TASK 1 —
In the passage on word recognition, why is fast, near-effortless recognition of printed words considered crucial to successful reading development?
TASK 2 —
Carry on the passage on word recognition from the point where it stops.
[[ TEXT UNDER STUDY open ]]
One of the most distinctive characteristics of skilled reading is the sheer speed and apparent effortlessness of word recognition. Among reading researchers, there is a broad consensus that fast, near-effortless recognition of printed words (often termed automatic or fluent word reading) is crucial to successful reading development because it enables the reader to devote limited processing resources to comprehension (LaBerge & Samuels, 1974; Perfetti, 1985). For the skilled reader, the ease and speed of word recognition makes it possible for reading to become not only a means for educational and social-economic advancement but also a source of joy, as when curling up with a thrilling book. By contrast, the disabled reader’s word reading is characteristically slow, error prone, and labored—a major deterrent to literacy development. Acknowledging the importance of effort in word reading, the fifth edition of the Diagnostic and Statistical Manual of Mental Disorders (American Psychiatric Association, 2013) defines specific learning disorder in reading as “inaccurate or slow and effortful [emphasis added] word reading” (p. 66).
[[ TEXT UNDER STUDY closed ]]
[[ RECORDS open ]]
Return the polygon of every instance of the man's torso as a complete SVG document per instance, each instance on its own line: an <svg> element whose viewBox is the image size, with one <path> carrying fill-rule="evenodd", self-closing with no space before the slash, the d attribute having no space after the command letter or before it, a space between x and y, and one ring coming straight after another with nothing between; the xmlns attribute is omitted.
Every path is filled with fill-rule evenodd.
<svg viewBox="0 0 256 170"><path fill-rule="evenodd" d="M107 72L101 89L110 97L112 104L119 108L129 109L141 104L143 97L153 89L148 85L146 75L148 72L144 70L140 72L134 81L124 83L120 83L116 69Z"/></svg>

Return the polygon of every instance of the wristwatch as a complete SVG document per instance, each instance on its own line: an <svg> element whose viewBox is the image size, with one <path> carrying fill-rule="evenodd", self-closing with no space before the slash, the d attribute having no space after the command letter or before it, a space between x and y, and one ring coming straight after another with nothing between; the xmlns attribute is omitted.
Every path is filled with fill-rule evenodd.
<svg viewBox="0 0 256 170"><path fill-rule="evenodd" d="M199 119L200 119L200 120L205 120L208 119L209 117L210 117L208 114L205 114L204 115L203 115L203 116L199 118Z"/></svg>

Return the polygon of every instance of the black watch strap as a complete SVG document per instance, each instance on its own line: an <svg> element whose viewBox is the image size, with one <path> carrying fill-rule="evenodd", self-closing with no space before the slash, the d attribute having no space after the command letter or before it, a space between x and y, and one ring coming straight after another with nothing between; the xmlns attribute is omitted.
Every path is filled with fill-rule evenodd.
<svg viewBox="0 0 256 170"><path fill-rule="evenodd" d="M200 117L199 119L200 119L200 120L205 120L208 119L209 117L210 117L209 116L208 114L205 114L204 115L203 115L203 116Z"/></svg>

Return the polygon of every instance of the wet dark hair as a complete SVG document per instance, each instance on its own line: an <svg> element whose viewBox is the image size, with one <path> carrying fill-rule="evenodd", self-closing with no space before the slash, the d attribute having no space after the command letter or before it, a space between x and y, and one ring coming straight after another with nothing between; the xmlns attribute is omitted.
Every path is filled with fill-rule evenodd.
[[ RECORDS closed ]]
RESPONSE BOX 1 —
It enables the reader to devote limited processing resources to comprehension.

RESPONSE BOX 2 —
The measurement of word-reading accuracy and speed is relatively straightforward and has consequently become universal practice in the assessment of reading skill. On the other hand, researchers have yet to reach a consensus on the definition and operationalization of the concept of effort, underscoring the ambiguity of broader constructs such as fluency and automaticity (Logan, 1997; Megherbi, Elbro, Oakhill, Segui, & New, 2018; Moors & De Houwer, 2006; Reynolds & Besner, 2006; Share, 2008; Stanovich, 1990), of which effortlessness is a core property (Kuhn, Schwanenflugel, & Meisinger, 2010; Logan, 1997).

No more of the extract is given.